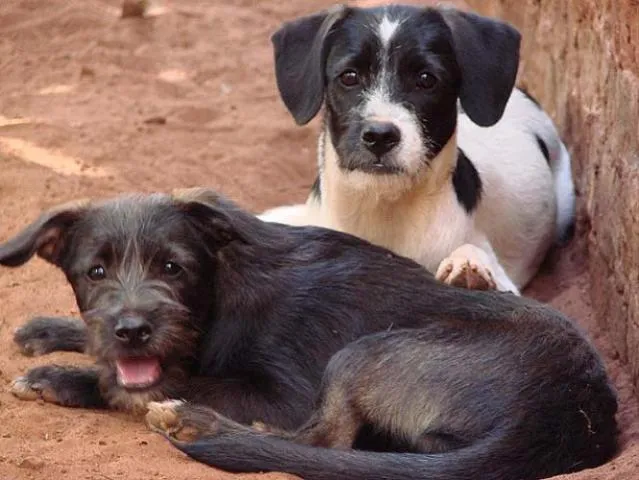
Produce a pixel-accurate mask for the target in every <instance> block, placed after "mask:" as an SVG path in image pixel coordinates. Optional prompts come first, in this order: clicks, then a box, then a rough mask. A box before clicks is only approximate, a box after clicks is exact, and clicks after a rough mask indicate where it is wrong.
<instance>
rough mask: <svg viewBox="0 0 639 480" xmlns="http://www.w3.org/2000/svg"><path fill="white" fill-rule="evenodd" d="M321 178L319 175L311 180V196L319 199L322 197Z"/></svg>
mask: <svg viewBox="0 0 639 480" xmlns="http://www.w3.org/2000/svg"><path fill="white" fill-rule="evenodd" d="M320 182H321V180H320V178H319V175H318V176H317V177H315V181H314V182H313V186H311V197H313V198H315V199H317V200H321V199H322V189H321V183H320Z"/></svg>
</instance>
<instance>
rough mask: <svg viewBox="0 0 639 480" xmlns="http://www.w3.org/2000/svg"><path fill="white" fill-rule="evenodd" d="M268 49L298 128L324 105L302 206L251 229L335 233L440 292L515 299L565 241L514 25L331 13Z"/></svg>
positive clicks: (565, 171) (555, 170)
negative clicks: (355, 244)
mask: <svg viewBox="0 0 639 480" xmlns="http://www.w3.org/2000/svg"><path fill="white" fill-rule="evenodd" d="M273 43H274V47H275V68H276V74H277V82H278V87H279V90H280V93H281V96H282V99H283V100H284V103H285V104H286V106H287V107H288V109H289V110H290V112H291V113H292V115H293V116H294V118H295V120H296V122H297V123H298V124H300V125H301V124H306V123H307V122H309V121H310V120H311V119H312V118H313V117H315V115H316V114H317V113H318V111H319V110H320V107H321V106H322V104H324V105H325V121H324V123H323V128H322V131H321V135H320V139H319V176H318V179H317V181H316V183H315V186H314V187H313V190H312V192H311V194H310V196H309V198H308V201H307V202H306V204H305V205H295V206H287V207H280V208H276V209H273V210H270V211H267V212H265V213H264V214H263V215H262V217H261V218H262V219H264V220H268V221H274V222H282V223H290V224H313V225H321V226H325V227H328V228H332V229H336V230H340V231H345V232H348V233H351V234H354V235H357V236H359V237H362V238H365V239H367V240H369V241H371V242H373V243H375V244H378V245H382V246H384V247H387V248H389V249H391V250H393V251H395V252H396V253H398V254H401V255H404V256H407V257H410V258H412V259H414V260H416V261H418V262H419V263H420V264H422V265H423V266H425V267H426V268H427V269H429V270H431V271H433V272H436V273H437V277H438V278H439V279H440V280H443V281H446V282H448V283H452V284H455V285H462V286H468V287H471V288H497V289H499V290H506V291H512V292H515V293H518V292H519V290H520V289H521V288H523V287H524V286H525V285H526V284H527V283H528V281H529V280H530V279H531V277H532V276H533V275H534V274H535V273H536V271H537V269H538V267H539V264H540V262H541V261H542V260H543V257H544V256H545V254H546V252H547V250H548V248H549V247H550V246H551V245H552V243H553V242H554V241H556V240H558V239H561V238H562V237H564V236H565V235H567V232H568V231H569V229H570V227H571V225H572V222H573V216H574V187H573V181H572V174H571V168H570V155H569V153H568V151H567V149H566V147H565V146H564V144H563V143H562V141H561V139H560V138H559V136H558V133H557V131H556V129H555V126H554V125H553V123H552V121H551V120H550V118H549V117H548V116H547V115H546V114H545V113H544V112H543V110H542V109H541V108H540V107H539V105H538V104H537V103H536V102H535V101H534V100H533V99H532V98H531V97H529V96H528V95H527V94H526V93H525V92H523V91H521V90H517V89H515V90H513V85H514V83H515V77H516V74H517V70H518V63H519V45H520V35H519V33H518V32H517V31H516V30H515V29H514V28H513V27H511V26H509V25H507V24H505V23H502V22H500V21H496V20H492V19H488V18H484V17H481V16H478V15H475V14H471V13H464V12H461V11H458V10H454V9H448V8H419V7H409V6H398V5H391V6H384V7H377V8H370V9H369V8H349V7H345V6H338V7H335V8H333V9H331V10H328V11H324V12H321V13H317V14H315V15H312V16H308V17H303V18H300V19H297V20H295V21H292V22H290V23H286V24H284V25H283V26H282V27H281V28H280V29H279V31H277V32H276V33H275V34H274V36H273ZM459 104H461V108H459V109H458V107H459Z"/></svg>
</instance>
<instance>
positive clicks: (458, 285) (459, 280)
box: [435, 245, 497, 290]
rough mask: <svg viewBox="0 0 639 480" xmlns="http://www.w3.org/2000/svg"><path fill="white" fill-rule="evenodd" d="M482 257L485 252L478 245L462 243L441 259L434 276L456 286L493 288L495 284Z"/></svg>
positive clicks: (494, 280) (441, 281) (486, 289)
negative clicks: (457, 248) (474, 245)
mask: <svg viewBox="0 0 639 480" xmlns="http://www.w3.org/2000/svg"><path fill="white" fill-rule="evenodd" d="M484 257H486V254H485V253H484V252H483V251H481V250H480V249H479V248H478V247H475V246H474V245H463V246H461V247H459V248H458V249H457V250H455V251H454V252H453V253H452V254H451V255H450V256H449V257H447V258H445V259H444V260H442V262H441V263H440V264H439V268H438V269H437V273H436V275H435V277H436V278H437V280H439V281H441V282H444V283H447V284H449V285H454V286H456V287H462V288H468V289H471V290H495V289H496V288H497V284H496V282H495V279H494V277H493V274H492V272H491V270H490V268H489V267H488V265H487V264H488V262H487V261H486V259H485V258H484Z"/></svg>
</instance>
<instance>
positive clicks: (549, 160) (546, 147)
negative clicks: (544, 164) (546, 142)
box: [535, 134, 550, 165]
mask: <svg viewBox="0 0 639 480" xmlns="http://www.w3.org/2000/svg"><path fill="white" fill-rule="evenodd" d="M535 139H536V140H537V145H539V150H541V153H542V154H543V155H544V158H545V159H546V163H548V165H550V152H549V151H548V145H546V142H544V140H543V138H541V137H540V136H539V135H537V134H535Z"/></svg>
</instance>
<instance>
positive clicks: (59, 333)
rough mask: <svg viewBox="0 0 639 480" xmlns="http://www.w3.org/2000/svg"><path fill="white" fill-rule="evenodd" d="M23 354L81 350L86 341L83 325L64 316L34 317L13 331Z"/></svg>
mask: <svg viewBox="0 0 639 480" xmlns="http://www.w3.org/2000/svg"><path fill="white" fill-rule="evenodd" d="M13 341H14V343H15V344H16V345H17V346H18V348H19V349H20V351H21V352H22V354H23V355H26V356H28V357H37V356H40V355H46V354H47V353H51V352H55V351H66V350H68V351H82V350H83V349H84V343H85V342H86V332H85V327H84V325H83V324H82V323H81V322H79V321H77V320H72V319H69V318H65V317H34V318H32V319H31V320H29V321H28V322H26V323H25V324H24V325H22V326H21V327H19V328H17V329H16V330H15V331H14V333H13Z"/></svg>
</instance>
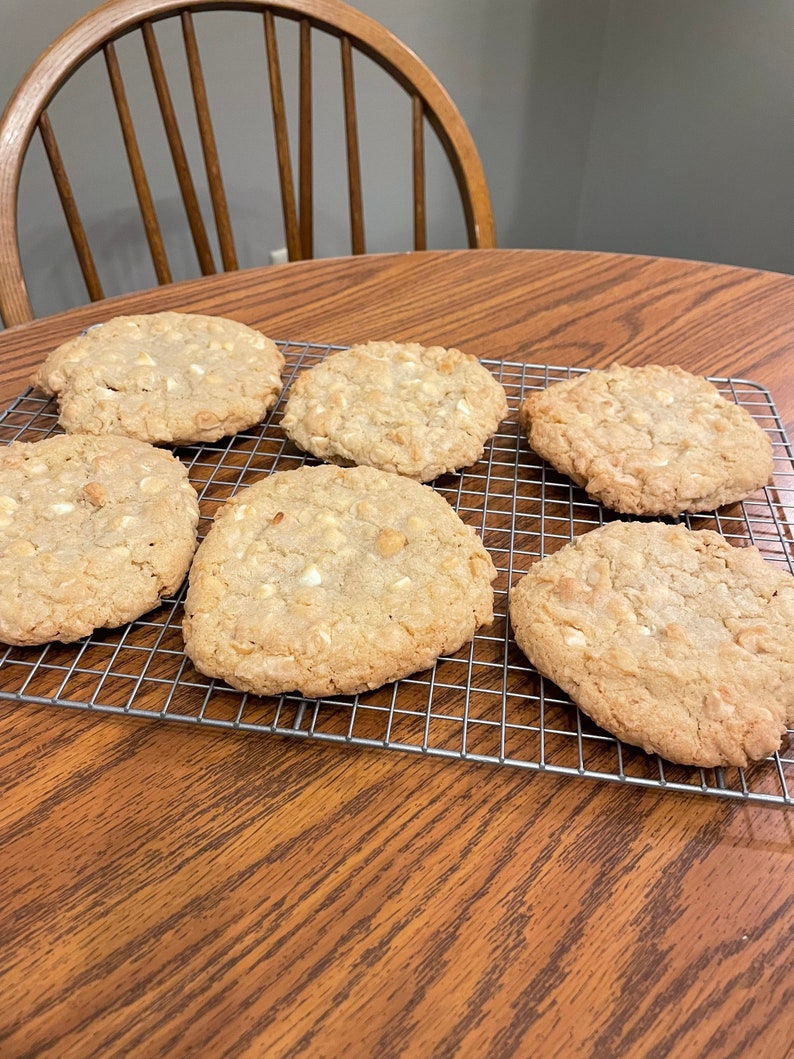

* * * * * * *

■ **Your assignment**: Copy out all of the records above verbatim, omitting the pictures.

■ **Result of the task**:
Produce a pixel-accurate mask for the target in every <instance> block, placed after "mask:" as an SVG path in image pixel coordinates. Optional prompts come first, in this order: clicks, then a box, then a rough mask. A box before clicks is only approximate, a box after clicks is exact, and clicks after a rough mask indicate where it is wrong.
<instance>
rough mask: <svg viewBox="0 0 639 480" xmlns="http://www.w3.org/2000/svg"><path fill="white" fill-rule="evenodd" d="M321 178L319 175L311 180V196L319 199L322 197Z"/></svg>
mask: <svg viewBox="0 0 639 480" xmlns="http://www.w3.org/2000/svg"><path fill="white" fill-rule="evenodd" d="M320 182H321V180H320V178H319V175H318V176H317V177H315V181H314V182H313V186H311V197H313V198H315V199H317V200H321V199H322V189H321V183H320Z"/></svg>
</instance>
<instance>
rough mask: <svg viewBox="0 0 639 480" xmlns="http://www.w3.org/2000/svg"><path fill="white" fill-rule="evenodd" d="M268 49L298 128L324 105L302 206L251 229L335 233L440 292L515 299L565 241L514 25L331 13Z"/></svg>
positive clicks: (565, 171) (555, 170)
negative clicks: (355, 244)
mask: <svg viewBox="0 0 639 480" xmlns="http://www.w3.org/2000/svg"><path fill="white" fill-rule="evenodd" d="M273 43H274V47H275V68H276V74H277V82H278V87H279V90H280V93H281V96H282V99H283V100H284V103H285V104H286V106H287V107H288V109H289V110H290V112H291V113H292V115H293V116H294V118H295V120H296V122H297V123H298V124H300V125H301V124H306V123H307V122H309V121H310V120H311V119H312V118H313V117H315V115H316V114H317V113H318V111H319V110H320V107H321V106H322V104H324V105H325V121H324V123H323V128H322V131H321V135H320V139H319V176H318V179H317V181H316V183H315V186H314V187H313V190H312V192H311V194H310V196H309V198H308V201H307V202H306V204H305V205H295V206H287V207H280V208H276V209H273V210H270V211H267V212H265V213H264V214H263V215H262V217H261V218H262V219H264V220H268V221H274V222H282V223H290V224H313V225H321V226H325V227H328V228H332V229H336V230H340V231H345V232H348V233H351V234H354V235H357V236H359V237H362V238H365V239H367V240H369V241H371V242H373V243H375V244H378V245H382V246H384V247H387V248H389V249H391V250H393V251H395V252H396V253H398V254H401V255H404V256H407V257H410V258H412V259H414V260H416V261H418V262H419V263H420V264H422V265H423V266H425V267H426V268H427V269H429V270H431V271H433V272H436V273H437V277H438V278H439V279H440V280H443V281H446V282H448V283H452V284H455V285H462V286H468V287H471V288H497V289H499V290H506V291H512V292H515V293H518V292H519V290H520V289H521V288H523V287H524V286H525V285H526V284H527V283H528V281H529V280H530V279H531V277H532V276H533V275H534V274H535V273H536V271H537V269H538V267H539V264H540V262H541V261H542V260H543V257H544V256H545V254H546V252H547V250H548V248H549V247H550V246H551V245H552V243H553V242H554V241H556V240H558V239H561V238H562V237H564V236H565V235H567V232H568V231H569V229H570V227H571V225H572V222H573V216H574V187H573V181H572V174H571V168H570V155H569V153H568V151H567V149H566V147H565V146H564V144H563V143H562V141H561V139H560V138H559V136H558V133H557V131H556V129H555V126H554V125H553V123H552V121H551V120H550V118H549V117H548V116H547V115H546V114H545V113H544V112H543V110H542V109H541V108H540V107H539V105H538V104H537V103H536V102H535V101H534V100H533V99H532V98H531V97H529V96H528V95H527V94H526V93H525V92H523V91H521V90H517V89H515V90H513V85H514V83H515V77H516V74H517V70H518V63H519V45H520V35H519V33H518V32H517V31H516V30H515V29H514V28H513V27H511V26H509V25H507V24H505V23H502V22H500V21H496V20H492V19H488V18H484V17H481V16H478V15H475V14H471V13H464V12H461V11H458V10H454V9H448V8H419V7H409V6H398V5H391V6H384V7H377V8H370V9H369V8H349V7H345V6H338V7H335V8H333V9H331V10H328V11H324V12H321V13H317V14H315V15H312V16H308V17H303V18H300V19H297V20H295V21H292V22H290V23H286V24H284V25H283V26H282V27H281V28H280V29H279V31H277V32H276V33H275V34H274V36H273ZM459 104H461V108H459V109H458V107H459Z"/></svg>
</instance>
<instance>
positive clicks: (458, 285) (459, 280)
box: [435, 245, 497, 290]
rough mask: <svg viewBox="0 0 639 480" xmlns="http://www.w3.org/2000/svg"><path fill="white" fill-rule="evenodd" d="M482 257L485 252L478 245L462 243L441 259L434 276L456 286L493 288L495 284Z"/></svg>
positive clicks: (494, 280) (441, 281) (486, 289)
negative clicks: (457, 248) (474, 245)
mask: <svg viewBox="0 0 639 480" xmlns="http://www.w3.org/2000/svg"><path fill="white" fill-rule="evenodd" d="M484 257H486V254H485V253H484V252H483V251H481V250H480V249H479V248H478V247H475V246H474V245H463V246H461V247H459V248H458V249H457V250H455V251H454V252H453V253H452V254H451V255H450V256H449V257H447V258H445V259H444V260H442V262H441V263H440V264H439V268H438V269H437V273H436V275H435V277H436V278H437V280H439V281H441V282H444V283H447V284H449V285H454V286H456V287H462V288H468V289H471V290H495V289H496V288H497V284H496V282H495V279H494V277H493V274H492V272H491V270H490V268H489V267H488V265H487V264H488V262H487V261H486V259H485V258H484Z"/></svg>
</instance>
<instance>
positive clicks: (549, 160) (546, 147)
negative clicks: (544, 164) (546, 142)
box: [535, 134, 550, 165]
mask: <svg viewBox="0 0 639 480" xmlns="http://www.w3.org/2000/svg"><path fill="white" fill-rule="evenodd" d="M535 139H536V140H537V145H539V150H541V153H542V154H543V155H544V158H545V159H546V163H548V165H550V152H549V151H548V145H546V142H544V140H543V138H541V137H540V136H539V135H537V134H535Z"/></svg>
</instance>
<instance>
positive clicks: (59, 333)
rough mask: <svg viewBox="0 0 639 480" xmlns="http://www.w3.org/2000/svg"><path fill="white" fill-rule="evenodd" d="M23 354L81 350L86 341L83 325L64 316L34 317L13 331Z"/></svg>
mask: <svg viewBox="0 0 639 480" xmlns="http://www.w3.org/2000/svg"><path fill="white" fill-rule="evenodd" d="M13 341H14V343H15V344H16V345H17V346H18V348H19V349H20V351H21V352H22V354H23V355H26V356H28V357H37V356H40V355H46V354H47V353H51V352H55V351H66V350H68V351H82V350H83V349H84V343H85V342H86V332H85V327H84V325H83V324H82V323H81V322H79V321H77V320H72V319H69V318H65V317H34V318H32V319H31V320H29V321H28V322H26V323H25V324H24V325H22V326H21V327H19V328H17V329H16V330H15V331H14V333H13Z"/></svg>
</instance>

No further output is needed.